• **Excerpted records**
--------

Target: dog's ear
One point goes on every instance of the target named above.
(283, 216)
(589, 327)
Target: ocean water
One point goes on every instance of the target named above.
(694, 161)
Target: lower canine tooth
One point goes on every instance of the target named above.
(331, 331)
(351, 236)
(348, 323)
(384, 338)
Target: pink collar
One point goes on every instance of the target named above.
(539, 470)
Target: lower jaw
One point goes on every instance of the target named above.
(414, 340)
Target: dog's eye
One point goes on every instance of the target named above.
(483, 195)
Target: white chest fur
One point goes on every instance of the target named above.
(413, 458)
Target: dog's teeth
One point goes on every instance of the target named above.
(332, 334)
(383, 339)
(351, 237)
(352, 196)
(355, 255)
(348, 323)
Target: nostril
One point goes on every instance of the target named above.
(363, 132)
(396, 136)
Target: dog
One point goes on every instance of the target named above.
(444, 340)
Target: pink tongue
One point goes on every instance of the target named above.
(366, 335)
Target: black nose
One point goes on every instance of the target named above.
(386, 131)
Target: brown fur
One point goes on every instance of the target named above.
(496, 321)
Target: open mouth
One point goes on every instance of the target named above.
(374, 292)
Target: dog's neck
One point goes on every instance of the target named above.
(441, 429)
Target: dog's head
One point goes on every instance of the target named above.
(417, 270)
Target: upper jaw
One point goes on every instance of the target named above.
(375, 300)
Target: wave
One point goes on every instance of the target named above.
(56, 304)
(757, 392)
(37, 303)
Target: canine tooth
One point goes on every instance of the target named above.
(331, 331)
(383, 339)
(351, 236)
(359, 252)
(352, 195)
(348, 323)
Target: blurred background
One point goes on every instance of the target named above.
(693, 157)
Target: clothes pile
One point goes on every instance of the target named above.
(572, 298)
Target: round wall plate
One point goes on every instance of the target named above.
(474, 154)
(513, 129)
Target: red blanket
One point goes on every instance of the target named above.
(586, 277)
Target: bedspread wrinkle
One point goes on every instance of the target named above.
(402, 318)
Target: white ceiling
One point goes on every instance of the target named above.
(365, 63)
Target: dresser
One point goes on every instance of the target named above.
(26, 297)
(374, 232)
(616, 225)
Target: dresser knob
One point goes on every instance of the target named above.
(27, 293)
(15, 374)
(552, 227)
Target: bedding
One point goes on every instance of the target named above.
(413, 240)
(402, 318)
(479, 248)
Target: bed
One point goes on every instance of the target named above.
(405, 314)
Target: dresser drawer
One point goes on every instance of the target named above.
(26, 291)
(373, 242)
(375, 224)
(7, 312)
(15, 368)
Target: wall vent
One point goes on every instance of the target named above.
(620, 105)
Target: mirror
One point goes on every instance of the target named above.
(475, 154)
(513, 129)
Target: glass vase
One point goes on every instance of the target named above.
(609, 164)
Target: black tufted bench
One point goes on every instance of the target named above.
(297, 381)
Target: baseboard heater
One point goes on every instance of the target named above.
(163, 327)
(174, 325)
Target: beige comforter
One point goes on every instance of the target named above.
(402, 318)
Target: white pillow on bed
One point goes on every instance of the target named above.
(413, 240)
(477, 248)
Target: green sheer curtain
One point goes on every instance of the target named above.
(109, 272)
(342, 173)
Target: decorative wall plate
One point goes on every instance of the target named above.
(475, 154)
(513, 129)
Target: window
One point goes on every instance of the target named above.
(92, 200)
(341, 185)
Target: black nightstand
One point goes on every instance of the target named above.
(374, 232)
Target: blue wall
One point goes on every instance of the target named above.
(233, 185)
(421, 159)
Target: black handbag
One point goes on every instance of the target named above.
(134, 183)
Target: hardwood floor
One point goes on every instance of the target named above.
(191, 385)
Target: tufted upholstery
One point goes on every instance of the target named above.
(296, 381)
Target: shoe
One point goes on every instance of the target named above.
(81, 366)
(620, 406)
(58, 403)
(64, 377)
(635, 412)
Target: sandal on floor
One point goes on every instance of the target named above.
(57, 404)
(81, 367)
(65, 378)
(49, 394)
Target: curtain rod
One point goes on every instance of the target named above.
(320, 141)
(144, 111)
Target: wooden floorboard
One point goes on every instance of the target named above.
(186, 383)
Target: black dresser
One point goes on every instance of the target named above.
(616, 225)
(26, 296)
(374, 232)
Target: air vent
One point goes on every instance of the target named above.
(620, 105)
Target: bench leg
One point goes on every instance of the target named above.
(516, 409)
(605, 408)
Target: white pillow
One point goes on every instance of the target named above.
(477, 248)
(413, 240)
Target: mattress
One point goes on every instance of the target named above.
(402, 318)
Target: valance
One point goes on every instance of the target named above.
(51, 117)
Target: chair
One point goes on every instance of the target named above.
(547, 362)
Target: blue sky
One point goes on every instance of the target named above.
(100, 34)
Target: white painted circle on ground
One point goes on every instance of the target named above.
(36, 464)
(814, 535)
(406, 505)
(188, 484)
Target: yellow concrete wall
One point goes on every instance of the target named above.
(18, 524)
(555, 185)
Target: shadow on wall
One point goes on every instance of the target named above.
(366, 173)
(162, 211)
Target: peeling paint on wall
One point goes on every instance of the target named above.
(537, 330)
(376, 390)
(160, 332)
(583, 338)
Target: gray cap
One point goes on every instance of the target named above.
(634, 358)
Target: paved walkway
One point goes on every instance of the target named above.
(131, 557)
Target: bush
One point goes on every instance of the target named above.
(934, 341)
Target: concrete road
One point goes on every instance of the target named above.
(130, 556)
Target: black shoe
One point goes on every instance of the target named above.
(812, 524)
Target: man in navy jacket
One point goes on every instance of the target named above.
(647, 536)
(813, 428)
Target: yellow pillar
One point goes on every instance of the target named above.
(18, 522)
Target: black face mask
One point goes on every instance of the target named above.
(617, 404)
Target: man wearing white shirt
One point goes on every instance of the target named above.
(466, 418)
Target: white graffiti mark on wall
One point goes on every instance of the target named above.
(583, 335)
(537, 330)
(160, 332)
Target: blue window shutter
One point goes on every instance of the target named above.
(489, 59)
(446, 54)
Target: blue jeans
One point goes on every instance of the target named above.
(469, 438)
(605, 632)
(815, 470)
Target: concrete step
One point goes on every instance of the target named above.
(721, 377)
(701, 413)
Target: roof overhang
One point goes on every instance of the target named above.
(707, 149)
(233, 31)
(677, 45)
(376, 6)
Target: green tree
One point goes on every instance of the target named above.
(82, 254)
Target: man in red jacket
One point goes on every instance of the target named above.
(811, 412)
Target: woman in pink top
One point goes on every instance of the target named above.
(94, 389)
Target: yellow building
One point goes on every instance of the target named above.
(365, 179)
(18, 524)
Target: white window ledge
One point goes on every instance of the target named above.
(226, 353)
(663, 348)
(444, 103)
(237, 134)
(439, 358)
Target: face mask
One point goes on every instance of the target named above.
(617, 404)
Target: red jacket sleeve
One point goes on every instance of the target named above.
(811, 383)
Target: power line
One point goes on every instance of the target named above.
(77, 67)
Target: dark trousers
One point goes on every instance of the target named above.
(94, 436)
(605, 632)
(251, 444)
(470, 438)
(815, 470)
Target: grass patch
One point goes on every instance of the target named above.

--------

• **Your assignment**
Every line from the first through the one containing "Target: lower jaw" in the listing above must be given again exactly, with nothing else alongside.

• **Response to this exercise**
Target: dog's ear
One point goes on every instance of the target named above.
(283, 216)
(589, 327)
Target: ocean water
One point goes on every instance of the target named above.
(694, 161)
Target: lower canine tooth
One point goes on every instance of the target named above.
(331, 331)
(351, 236)
(348, 323)
(384, 338)
Target: pink collar
One point goes on every instance of the target named above.
(539, 470)
Target: lower jaw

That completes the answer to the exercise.